* _Exercise details_: Format the records as a JSON list of strings, one string per line, from the start of the records up to and including the line with "[[[91,74],[85,71],[33,90],[34,152],[44,151],[88,129],[91,81]]]". Leave out blank lines and the pictures.

━━━━━━━━━━

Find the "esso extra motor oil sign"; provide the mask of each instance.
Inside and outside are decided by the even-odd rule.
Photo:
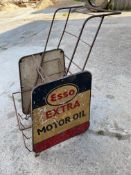
[[[91,74],[85,71],[33,90],[34,152],[44,151],[88,129],[91,81]]]

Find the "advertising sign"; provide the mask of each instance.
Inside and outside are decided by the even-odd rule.
[[[88,129],[91,81],[91,74],[85,71],[34,89],[34,152],[44,151]]]

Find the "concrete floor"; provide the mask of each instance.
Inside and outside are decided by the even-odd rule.
[[[0,174],[131,175],[130,12],[105,19],[87,64],[93,75],[89,131],[37,158],[24,148],[11,98],[12,92],[20,89],[18,60],[43,51],[52,13],[52,9],[0,12]],[[64,16],[58,17],[49,49],[55,47]],[[77,33],[84,18],[73,15],[69,30]],[[85,40],[91,41],[95,22],[87,26]],[[71,54],[73,43],[66,37],[62,48]],[[79,47],[75,58],[78,64],[86,51],[83,45]]]

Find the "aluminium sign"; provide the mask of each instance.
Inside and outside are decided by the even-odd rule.
[[[33,90],[34,152],[44,151],[88,129],[91,81],[91,74],[84,71]]]

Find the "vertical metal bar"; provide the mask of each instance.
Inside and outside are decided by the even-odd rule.
[[[85,28],[86,23],[87,23],[90,19],[96,18],[96,17],[102,17],[102,21],[101,21],[100,26],[99,26],[99,29],[100,29],[101,24],[102,24],[103,19],[104,19],[104,16],[103,16],[103,15],[98,15],[98,16],[95,16],[95,15],[94,15],[94,16],[91,16],[91,17],[87,18],[87,19],[84,21],[83,26],[82,26],[81,31],[80,31],[80,34],[79,34],[79,37],[78,37],[78,40],[77,40],[77,42],[76,42],[76,46],[75,46],[75,48],[74,48],[74,51],[73,51],[73,54],[72,54],[72,57],[71,57],[71,61],[70,61],[69,66],[68,66],[68,68],[67,68],[67,73],[69,72],[69,69],[70,69],[70,67],[71,67],[72,61],[73,61],[73,59],[74,59],[74,56],[75,56],[76,50],[77,50],[77,48],[78,48],[78,45],[79,45],[79,42],[80,42],[81,36],[82,36],[82,34],[83,34],[83,30],[84,30],[84,28]],[[99,32],[99,29],[98,29],[97,32]],[[97,34],[98,34],[98,33],[97,33]],[[97,35],[96,35],[96,37],[97,37]],[[96,38],[94,39],[94,42],[95,42],[95,40],[96,40]],[[93,44],[94,44],[94,42],[93,42]],[[92,47],[93,47],[93,46],[92,46]],[[92,50],[92,49],[91,49],[91,50]],[[91,53],[91,52],[90,52],[90,53]],[[90,54],[89,54],[89,56],[90,56]]]
[[[82,36],[82,33],[83,33],[83,30],[84,30],[84,27],[85,27],[85,25],[86,25],[86,23],[87,23],[87,21],[88,21],[89,19],[90,19],[90,17],[87,18],[87,19],[84,21],[84,23],[83,23],[83,26],[82,26],[81,31],[80,31],[80,34],[79,34],[79,36],[78,36],[78,39],[77,39],[77,42],[76,42],[76,45],[75,45],[75,48],[74,48],[74,51],[73,51],[73,54],[72,54],[72,57],[71,57],[70,63],[69,63],[69,66],[68,66],[68,68],[67,68],[67,74],[68,74],[68,72],[69,72],[69,69],[70,69],[71,64],[72,64],[72,61],[73,61],[73,59],[74,59],[74,56],[75,56],[76,50],[77,50],[77,48],[78,48],[78,45],[79,45],[80,38],[81,38],[81,36]]]
[[[14,104],[14,108],[15,108],[15,115],[16,115],[18,127],[19,127],[19,130],[21,130],[20,121],[19,121],[19,117],[18,117],[18,113],[17,113],[17,108],[16,108],[16,104],[15,104],[15,97],[14,97],[14,94],[12,94],[12,98],[13,98],[13,104]]]
[[[90,50],[89,50],[89,52],[88,52],[86,61],[85,61],[84,66],[83,66],[83,68],[82,68],[82,71],[84,71],[84,69],[85,69],[85,67],[86,67],[87,61],[88,61],[88,59],[89,59],[89,57],[90,57],[91,51],[92,51],[92,49],[93,49],[94,43],[95,43],[96,38],[97,38],[97,36],[98,36],[98,33],[99,33],[99,31],[100,31],[100,28],[101,28],[101,25],[102,25],[102,23],[103,23],[103,20],[104,20],[104,16],[101,17],[100,24],[99,24],[98,29],[97,29],[97,32],[96,32],[96,34],[95,34],[94,40],[93,40],[93,42],[92,42],[92,44],[91,44],[91,47],[90,47]]]
[[[48,42],[49,42],[49,38],[50,38],[51,30],[52,30],[52,27],[53,27],[53,24],[54,24],[54,19],[55,19],[56,13],[57,13],[57,10],[55,11],[55,13],[54,13],[54,15],[53,15],[53,19],[52,19],[52,21],[51,21],[51,26],[50,26],[49,33],[48,33],[48,36],[47,36],[47,40],[46,40],[44,52],[45,52],[46,49],[47,49],[47,45],[48,45]],[[42,55],[42,58],[43,58],[43,55]]]
[[[63,32],[62,32],[62,35],[61,35],[59,44],[58,44],[58,46],[57,46],[57,49],[60,47],[61,41],[62,41],[62,39],[63,39],[65,30],[66,30],[66,27],[67,27],[67,23],[68,23],[68,20],[69,20],[69,17],[70,17],[70,13],[71,13],[71,8],[69,9],[69,12],[68,12],[68,15],[67,15],[67,18],[66,18],[66,22],[65,22],[65,26],[64,26],[64,29],[63,29]]]

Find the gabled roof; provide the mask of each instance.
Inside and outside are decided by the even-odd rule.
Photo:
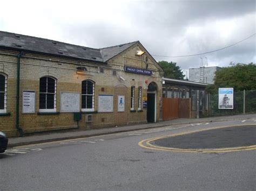
[[[139,41],[100,48],[103,60],[106,61],[111,59],[137,43],[139,43]]]
[[[105,63],[138,41],[93,48],[41,38],[0,31],[0,48]]]

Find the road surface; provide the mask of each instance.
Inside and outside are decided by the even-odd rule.
[[[255,190],[255,150],[179,152],[139,144],[247,125],[256,128],[256,120],[173,125],[8,149],[0,154],[0,190]],[[208,132],[204,131],[205,136]]]

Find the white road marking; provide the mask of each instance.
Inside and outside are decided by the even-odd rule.
[[[3,153],[3,154],[5,154],[5,155],[10,155],[10,156],[14,156],[14,155],[15,155],[15,154],[14,154],[6,153],[6,151],[5,151],[4,153]]]
[[[16,154],[25,154],[25,152],[21,152],[17,150],[5,151],[6,153],[16,153]]]
[[[43,149],[42,148],[32,148],[31,149],[31,151],[42,151]]]
[[[84,143],[95,143],[96,142],[91,142],[89,140],[81,140],[81,142],[84,142]]]
[[[24,150],[24,148],[22,148],[22,149],[15,149],[15,150],[12,150],[11,151],[20,151],[20,152],[30,152],[30,151],[28,151],[26,150]]]

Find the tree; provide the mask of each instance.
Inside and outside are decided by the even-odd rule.
[[[218,94],[219,88],[233,88],[234,91],[256,89],[256,65],[238,63],[224,67],[215,73],[214,84],[209,85],[206,90]]]
[[[177,80],[183,80],[185,75],[176,62],[168,62],[166,61],[159,61],[158,64],[164,71],[164,77]]]

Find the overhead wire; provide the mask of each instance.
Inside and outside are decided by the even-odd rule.
[[[237,43],[235,43],[234,44],[233,44],[231,45],[229,45],[229,46],[226,46],[224,48],[219,48],[219,49],[215,49],[215,50],[214,50],[214,51],[209,51],[209,52],[204,52],[204,53],[198,53],[198,54],[189,54],[189,55],[179,55],[179,56],[167,56],[167,55],[152,55],[152,56],[159,56],[159,57],[168,57],[168,58],[179,58],[179,57],[188,57],[188,56],[197,56],[197,55],[202,55],[202,54],[208,54],[208,53],[211,53],[212,52],[217,52],[217,51],[221,51],[223,49],[225,49],[225,48],[229,48],[231,46],[234,46],[235,45],[237,45],[239,43],[240,43],[250,38],[251,38],[252,37],[254,36],[254,35],[255,35],[256,33],[254,33],[253,34],[252,34],[251,36],[250,36],[250,37],[244,39],[242,39],[240,41],[239,41],[239,42],[237,42]]]

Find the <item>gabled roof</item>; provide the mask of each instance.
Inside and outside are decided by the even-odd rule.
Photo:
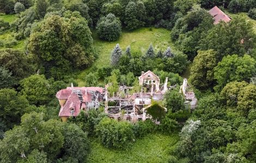
[[[154,74],[152,71],[149,70],[147,72],[144,73],[143,74],[142,74],[141,76],[140,76],[139,77],[139,79],[141,78],[142,77],[143,77],[145,78],[151,78],[151,77],[148,77],[148,76],[153,76],[153,77],[155,77],[156,78],[157,78],[157,79],[159,79],[159,77],[156,75],[155,74]]]
[[[72,92],[69,96],[65,105],[60,108],[59,112],[59,117],[77,116],[80,112],[81,101],[77,94]],[[71,109],[74,109],[73,115],[71,115]]]
[[[231,18],[221,10],[217,6],[209,11],[210,14],[214,17],[214,24],[218,24],[220,21],[223,21],[225,22],[228,22],[231,20]]]

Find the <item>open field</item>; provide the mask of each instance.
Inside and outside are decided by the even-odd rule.
[[[4,21],[8,23],[12,23],[17,18],[17,17],[15,14],[5,15],[4,14],[0,13],[0,18],[3,19]]]
[[[132,53],[137,52],[144,54],[152,43],[155,50],[163,51],[170,46],[171,48],[175,49],[173,44],[170,42],[170,32],[166,29],[155,28],[141,28],[132,32],[123,31],[122,36],[118,40],[114,42],[102,41],[99,39],[96,31],[93,30],[93,37],[94,46],[99,58],[89,68],[82,71],[81,76],[84,76],[90,72],[94,72],[95,67],[102,67],[110,64],[111,51],[119,43],[123,51],[126,47],[131,46]],[[80,79],[77,79],[79,86],[84,86],[84,83]]]
[[[178,134],[151,134],[124,151],[105,148],[94,139],[89,162],[167,162],[178,139]]]

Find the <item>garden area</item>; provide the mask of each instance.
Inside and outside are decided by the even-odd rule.
[[[178,134],[175,133],[169,135],[150,134],[136,139],[130,148],[124,151],[106,148],[97,139],[92,139],[88,162],[166,162],[178,139]]]

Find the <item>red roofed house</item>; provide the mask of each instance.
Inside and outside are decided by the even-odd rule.
[[[210,9],[209,12],[214,17],[214,24],[218,24],[221,21],[228,22],[231,20],[231,18],[221,10],[217,6]]]
[[[103,88],[100,87],[68,87],[56,93],[60,105],[59,117],[65,121],[70,116],[77,116],[81,109],[97,108],[103,99]]]

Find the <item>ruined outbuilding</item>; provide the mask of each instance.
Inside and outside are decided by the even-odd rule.
[[[166,91],[175,86],[168,86],[168,78],[161,84],[160,78],[150,71],[145,73],[142,71],[138,79],[141,91],[130,93],[133,87],[123,85],[119,87],[118,92],[114,96],[108,92],[109,84],[102,88],[74,87],[71,84],[71,87],[61,90],[56,94],[60,105],[59,116],[63,121],[65,121],[69,117],[77,116],[81,110],[96,109],[102,105],[111,118],[118,120],[136,122],[151,118],[147,114],[148,109],[154,101],[163,100]],[[186,98],[185,103],[193,109],[197,99],[193,91],[187,91],[187,83],[186,79],[184,79],[180,92]],[[157,108],[167,111],[161,105],[161,102],[156,103],[159,106]],[[157,120],[155,120],[155,122],[159,123]]]

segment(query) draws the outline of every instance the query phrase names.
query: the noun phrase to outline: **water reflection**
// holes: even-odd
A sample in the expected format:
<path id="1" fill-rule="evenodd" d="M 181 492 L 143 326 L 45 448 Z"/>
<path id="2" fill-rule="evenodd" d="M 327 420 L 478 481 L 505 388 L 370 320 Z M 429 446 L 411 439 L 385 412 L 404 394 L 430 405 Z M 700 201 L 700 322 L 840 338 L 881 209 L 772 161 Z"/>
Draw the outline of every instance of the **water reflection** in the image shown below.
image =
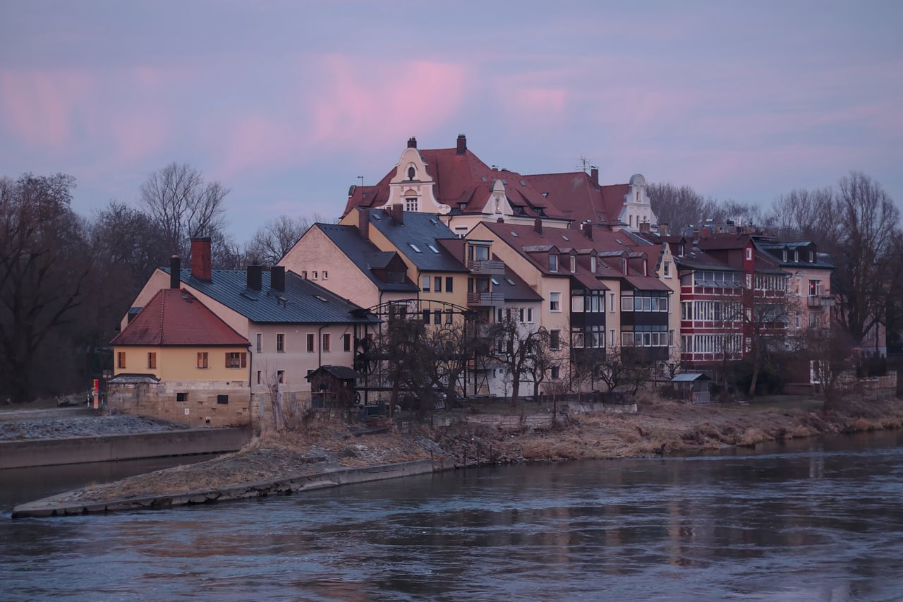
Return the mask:
<path id="1" fill-rule="evenodd" d="M 7 522 L 0 578 L 23 598 L 896 599 L 901 443 L 879 433 Z"/>

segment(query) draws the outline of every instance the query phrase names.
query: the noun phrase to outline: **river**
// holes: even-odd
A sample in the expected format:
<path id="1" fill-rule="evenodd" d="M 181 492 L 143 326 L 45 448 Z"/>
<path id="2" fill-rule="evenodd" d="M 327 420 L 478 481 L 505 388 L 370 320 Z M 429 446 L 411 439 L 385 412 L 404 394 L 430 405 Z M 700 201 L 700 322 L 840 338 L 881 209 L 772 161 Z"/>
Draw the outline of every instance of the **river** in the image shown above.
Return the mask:
<path id="1" fill-rule="evenodd" d="M 0 583 L 5 599 L 898 600 L 903 434 L 6 519 Z"/>

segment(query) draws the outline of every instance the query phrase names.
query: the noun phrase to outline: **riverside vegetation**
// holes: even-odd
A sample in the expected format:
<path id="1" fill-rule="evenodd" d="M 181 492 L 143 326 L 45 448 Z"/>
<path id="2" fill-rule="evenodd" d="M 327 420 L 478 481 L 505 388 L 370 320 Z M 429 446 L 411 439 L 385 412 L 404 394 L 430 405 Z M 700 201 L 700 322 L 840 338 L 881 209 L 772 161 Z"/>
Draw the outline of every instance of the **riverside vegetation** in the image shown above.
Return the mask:
<path id="1" fill-rule="evenodd" d="M 527 415 L 527 408 L 522 408 L 522 415 Z M 415 427 L 405 434 L 386 431 L 359 437 L 339 419 L 309 413 L 294 428 L 264 432 L 238 452 L 90 485 L 53 499 L 97 503 L 216 492 L 411 460 L 430 459 L 442 469 L 476 464 L 650 457 L 903 427 L 903 400 L 897 398 L 848 398 L 829 412 L 822 409 L 818 400 L 693 406 L 657 398 L 640 399 L 636 414 L 575 414 L 566 407 L 561 409 L 560 419 L 549 428 L 504 430 L 457 421 L 448 427 Z"/>

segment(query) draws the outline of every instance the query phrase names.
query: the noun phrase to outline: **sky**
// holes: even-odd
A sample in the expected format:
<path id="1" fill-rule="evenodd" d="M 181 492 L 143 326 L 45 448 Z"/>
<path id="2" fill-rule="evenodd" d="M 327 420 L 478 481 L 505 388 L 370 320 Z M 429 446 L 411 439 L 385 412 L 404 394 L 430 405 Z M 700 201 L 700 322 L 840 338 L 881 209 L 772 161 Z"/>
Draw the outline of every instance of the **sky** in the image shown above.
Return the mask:
<path id="1" fill-rule="evenodd" d="M 903 201 L 903 2 L 0 0 L 0 175 L 74 208 L 188 163 L 247 240 L 338 216 L 408 137 L 769 205 L 850 170 Z"/>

━━━━━━━━━━

* _Exercise answer_:
[
  "Find the \"esso extra motor oil sign\"; provide the mask of each instance.",
  "Inside and outside are decided by the even-odd rule.",
  "Photo:",
  "[[[91,74],[85,71],[33,90],[34,152],[44,151],[88,129],[91,81]]]"
]